TASK INSTRUCTIONS:
Find "Target: arched window" and "Target: white overcast sky" in the records below. Copy the lines holding them and every line between, exactly, and no others.

MATERIALS PROVIDED:
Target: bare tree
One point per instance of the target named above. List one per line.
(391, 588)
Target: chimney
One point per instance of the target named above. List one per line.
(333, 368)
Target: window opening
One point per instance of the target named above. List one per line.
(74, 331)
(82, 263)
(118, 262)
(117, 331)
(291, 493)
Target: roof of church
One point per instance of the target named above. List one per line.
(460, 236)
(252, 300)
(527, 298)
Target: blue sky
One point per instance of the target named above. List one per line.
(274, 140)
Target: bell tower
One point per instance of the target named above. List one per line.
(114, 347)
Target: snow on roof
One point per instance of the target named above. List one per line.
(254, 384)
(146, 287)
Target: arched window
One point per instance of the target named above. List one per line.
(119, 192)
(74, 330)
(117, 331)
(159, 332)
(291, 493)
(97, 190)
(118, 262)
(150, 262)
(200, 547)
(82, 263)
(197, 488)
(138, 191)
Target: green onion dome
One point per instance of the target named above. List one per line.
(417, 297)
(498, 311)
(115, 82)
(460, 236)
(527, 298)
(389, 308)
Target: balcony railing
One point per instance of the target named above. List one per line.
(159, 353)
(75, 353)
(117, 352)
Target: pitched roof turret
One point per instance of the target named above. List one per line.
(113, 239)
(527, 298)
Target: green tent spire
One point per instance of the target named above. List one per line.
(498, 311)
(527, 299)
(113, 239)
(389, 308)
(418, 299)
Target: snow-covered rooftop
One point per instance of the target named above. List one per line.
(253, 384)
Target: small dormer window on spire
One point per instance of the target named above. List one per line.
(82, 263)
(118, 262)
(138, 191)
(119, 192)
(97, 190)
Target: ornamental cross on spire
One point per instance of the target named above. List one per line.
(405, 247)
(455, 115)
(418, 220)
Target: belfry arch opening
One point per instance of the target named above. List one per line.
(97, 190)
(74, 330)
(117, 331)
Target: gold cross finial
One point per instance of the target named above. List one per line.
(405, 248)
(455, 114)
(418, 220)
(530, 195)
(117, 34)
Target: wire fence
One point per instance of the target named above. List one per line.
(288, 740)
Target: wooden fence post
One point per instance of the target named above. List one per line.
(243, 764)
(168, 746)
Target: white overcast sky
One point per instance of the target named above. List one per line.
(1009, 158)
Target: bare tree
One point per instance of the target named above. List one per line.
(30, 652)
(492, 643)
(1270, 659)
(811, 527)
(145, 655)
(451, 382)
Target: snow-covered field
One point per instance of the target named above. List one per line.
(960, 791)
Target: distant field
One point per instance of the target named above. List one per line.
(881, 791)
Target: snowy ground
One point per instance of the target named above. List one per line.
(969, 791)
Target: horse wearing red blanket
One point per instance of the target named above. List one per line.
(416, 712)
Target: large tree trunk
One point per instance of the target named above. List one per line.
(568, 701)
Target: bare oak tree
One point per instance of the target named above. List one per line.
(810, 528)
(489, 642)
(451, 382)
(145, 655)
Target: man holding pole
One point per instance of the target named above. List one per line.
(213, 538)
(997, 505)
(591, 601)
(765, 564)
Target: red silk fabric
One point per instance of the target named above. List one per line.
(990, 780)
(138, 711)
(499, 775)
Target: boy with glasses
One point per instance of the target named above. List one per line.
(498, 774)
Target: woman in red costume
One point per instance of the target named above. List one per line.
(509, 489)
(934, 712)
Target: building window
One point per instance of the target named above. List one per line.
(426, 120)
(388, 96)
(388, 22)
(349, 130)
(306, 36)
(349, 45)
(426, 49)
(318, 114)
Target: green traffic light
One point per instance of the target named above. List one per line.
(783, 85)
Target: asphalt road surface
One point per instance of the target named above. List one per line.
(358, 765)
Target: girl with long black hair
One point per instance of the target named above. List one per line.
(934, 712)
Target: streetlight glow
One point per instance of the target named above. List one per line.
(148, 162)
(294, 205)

SOLUTION FOR THIS EXERCISE:
Target: arched window
One point per instance of the target named above. List one per line.
(119, 192)
(74, 330)
(117, 331)
(159, 332)
(291, 493)
(97, 190)
(118, 262)
(150, 262)
(200, 547)
(82, 263)
(197, 488)
(138, 191)
Target: green onion dome
One point per instance of the target named above. List one per line.
(417, 297)
(498, 311)
(115, 82)
(460, 236)
(527, 298)
(389, 308)
Target: balcony railing
One point per instance of the target named above. List one per line.
(159, 353)
(75, 353)
(117, 352)
Target: pitched roof turret
One point per instance of the target named above. List one per line.
(113, 239)
(527, 298)
Target: green tent spire
One point per instance of the target named above. List one per line.
(498, 311)
(527, 299)
(113, 239)
(389, 308)
(418, 299)
Target: snow-covered rooftop
One point per instance of the target named above. List one per line.
(253, 384)
Target: small dormer window on spire
One point per instance of the target named above. List one per line.
(82, 263)
(118, 262)
(138, 191)
(119, 192)
(97, 190)
Target: ornamental cross on spire
One point per instance of the target named above. List one per line.
(405, 247)
(455, 115)
(418, 220)
Target: belfry arch opening
One point per instance of the target named above. List one per line.
(97, 190)
(74, 330)
(117, 331)
Target: gold cross finial
One point per instance of the target named above. List one per line.
(405, 248)
(455, 114)
(418, 220)
(530, 195)
(117, 34)
Target: wire fence
One point per instance of the target named above. List one per line.
(288, 740)
Target: wooden fence post
One point per instance of the target named above. List one per line.
(243, 764)
(168, 746)
Target: white overcast sky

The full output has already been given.